-- Teks Tampilan --
────────
Selasa, 23 April 2013

IJMA'



                               I.            PENDAHULUAN

Para Ulama’ pada umumnya sepakat bahwa proses pembuatan hukum atau sering disebut “ Syari’at “  di dalam Islam merujuk empat sumber pokok. Salah satunya yaitu Ijma’. Ijma’ merupakan sumber hukum Islam yang penting dan sering ditempatkan sebagai sumber hukum Islam yang ketiga.
────────
Entri dataset:
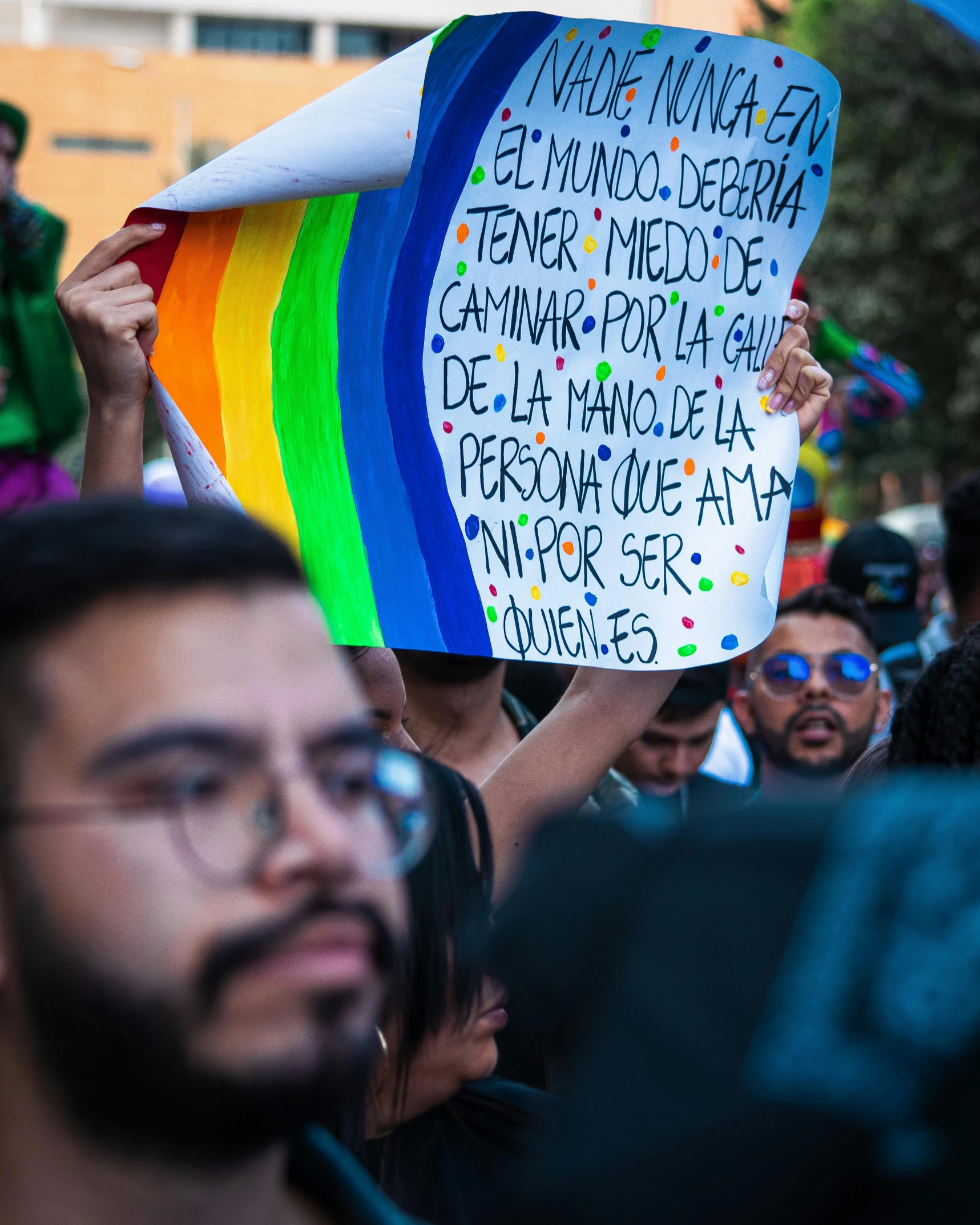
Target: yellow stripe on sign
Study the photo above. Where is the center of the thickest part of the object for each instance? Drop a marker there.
(243, 356)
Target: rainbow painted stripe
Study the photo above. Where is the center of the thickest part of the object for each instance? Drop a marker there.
(292, 337)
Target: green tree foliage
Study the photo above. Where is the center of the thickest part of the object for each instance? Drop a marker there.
(897, 259)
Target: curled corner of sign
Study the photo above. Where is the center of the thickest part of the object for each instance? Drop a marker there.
(200, 478)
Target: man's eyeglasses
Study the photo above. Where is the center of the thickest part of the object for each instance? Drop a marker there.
(845, 673)
(227, 815)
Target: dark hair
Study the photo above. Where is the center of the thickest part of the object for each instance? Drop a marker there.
(826, 598)
(939, 723)
(59, 560)
(961, 509)
(450, 894)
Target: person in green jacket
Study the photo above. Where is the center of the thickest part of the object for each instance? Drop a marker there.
(39, 401)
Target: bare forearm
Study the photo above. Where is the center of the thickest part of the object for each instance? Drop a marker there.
(113, 449)
(562, 761)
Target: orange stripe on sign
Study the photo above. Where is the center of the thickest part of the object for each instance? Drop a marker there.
(184, 353)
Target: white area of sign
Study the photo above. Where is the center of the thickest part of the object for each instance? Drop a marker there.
(624, 422)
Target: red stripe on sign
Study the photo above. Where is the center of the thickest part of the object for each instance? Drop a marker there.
(155, 259)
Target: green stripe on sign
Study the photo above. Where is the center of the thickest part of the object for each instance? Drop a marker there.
(306, 413)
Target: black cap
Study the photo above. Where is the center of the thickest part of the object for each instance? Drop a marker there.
(881, 567)
(700, 687)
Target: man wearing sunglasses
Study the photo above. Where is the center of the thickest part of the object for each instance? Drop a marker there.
(811, 701)
(200, 849)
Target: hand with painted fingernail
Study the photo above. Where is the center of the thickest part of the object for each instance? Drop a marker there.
(112, 319)
(794, 379)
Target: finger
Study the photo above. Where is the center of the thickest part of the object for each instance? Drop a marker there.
(104, 254)
(794, 337)
(783, 391)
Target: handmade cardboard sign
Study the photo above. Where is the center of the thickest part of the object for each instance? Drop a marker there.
(510, 406)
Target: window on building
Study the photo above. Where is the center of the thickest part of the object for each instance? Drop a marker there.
(101, 145)
(373, 42)
(263, 37)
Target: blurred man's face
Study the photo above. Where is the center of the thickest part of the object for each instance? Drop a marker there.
(671, 750)
(172, 1012)
(7, 161)
(816, 731)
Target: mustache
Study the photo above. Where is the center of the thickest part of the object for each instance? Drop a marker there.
(817, 708)
(235, 953)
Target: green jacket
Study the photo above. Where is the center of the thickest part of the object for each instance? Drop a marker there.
(42, 406)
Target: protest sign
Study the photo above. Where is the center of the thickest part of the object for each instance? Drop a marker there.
(510, 406)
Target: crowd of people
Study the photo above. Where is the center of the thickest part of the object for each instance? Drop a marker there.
(295, 933)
────────
-- Soal 1 --
Ubah paragraf pada teks tentang ijma’ yang diawali "Para Ulama’ pada umumnya sepakat" menjadi daftar poin singkat tanpa menghilangkan fakta utamanya.
-- Soal 2 --
Berikan lanjutan teks tentang ijma’, dimulai setelah kalimat terakhirnya.
Entri data ini diambil dari sumber yang berbeda.

-- Jawaban Latihan 1 --
- Para ulama umumnya sepakat bahwa pembuatan hukum (syari’at) dalam Islam merujuk pada empat sumber pokok.
- Ijma’ termasuk salah satu dari empat sumber tersebut.
- Ijma’ merupakan sumber hukum Islam yang penting.
- Ijma’ sering ditempatkan sebagai sumber hukum Islam ketiga.

-- Jawaban Latihan 2 --
Jadi, apabila terjadi suatu peristiwa yang dihadapkan kepada semua Mujtahid dari Ummat Islam  pada waktu kejadian itu terjadi, dan mereka sepakat akan hukum mengenainya, maka kesepakatan mereka itu disebut sebagai Ijma’. Kesepakatan mereka atas satu hukum mengenainya dianggap sabagai dalil, bahwasannya hukum Syara’ mengenai kejadian tersebut. (Prof. Dr. Abdul Ghofur Anshori, S.H.,M.H, dkk (Yulkarnain Harahab, S.H.,M.SI.), Hukum Islam Dinamika dan Perkembangannya di Indonesia, (Yogyakarta : Kreasi Total Media, 2008),
Ijma’ ini adalah salah satu dalil Syara’ yang memiliki tingkat kekuatan Argumentatif setingkat di bawah dalil-dalil Nash (Al-Qur’an dan Sunnah). Ijma’ merupakan dalil pertama setelah Al-Qur’an dan Sunnah, yang dapat dijadikan pedoman dalam menggali hukum-hukum Syara’ ( Abu Zahrah, 1994: 337). 

                            II.            RUMUSAN MASALAH
1.      Pengertian Ijma’ dan macam-macam Ijma’ ?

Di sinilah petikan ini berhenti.